__Text passage__.

================================

I woke up looking for God. I always look for Him in the mornings. Sometimes, however, He’s hard to find. Sometimes He hides.
I went through my morning routine. I made the coffee. Let the dogs out to pee.
I turned on the TV news.
The TV headlines are shocking. Mostly, about wars, rumors of war, and celebrity mating habits. The news anchor doesn’t smile as he recites talking points.
I feel sorry for Newsguy. Even HE looks sorry he has this job as he talks about the shootings in Minneapolis, Minnesota; Evergreen, Colorado; and the killing of Charlie Kirk in Utah.
I pour coffee. I go to my laptop. Time to do some writing. I have deadlines. Open web browser.
The computer is bombarding me with more news. I skim headlines.

================================

__Collected data entries__.
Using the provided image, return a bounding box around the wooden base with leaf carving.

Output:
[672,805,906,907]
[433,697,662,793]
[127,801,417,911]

================================

__What is needed__.
Answer these questions about the morning passage:
1. What does the writer let out during the morning routine?
2. In which state does the passage say Charlie Kirk was killed?
3. What does the writer open after going to the laptop?
The records are separate material with no connection to the text.

__Exercise answer__.
1. The dogs.
2. Utah.
3. A web browser.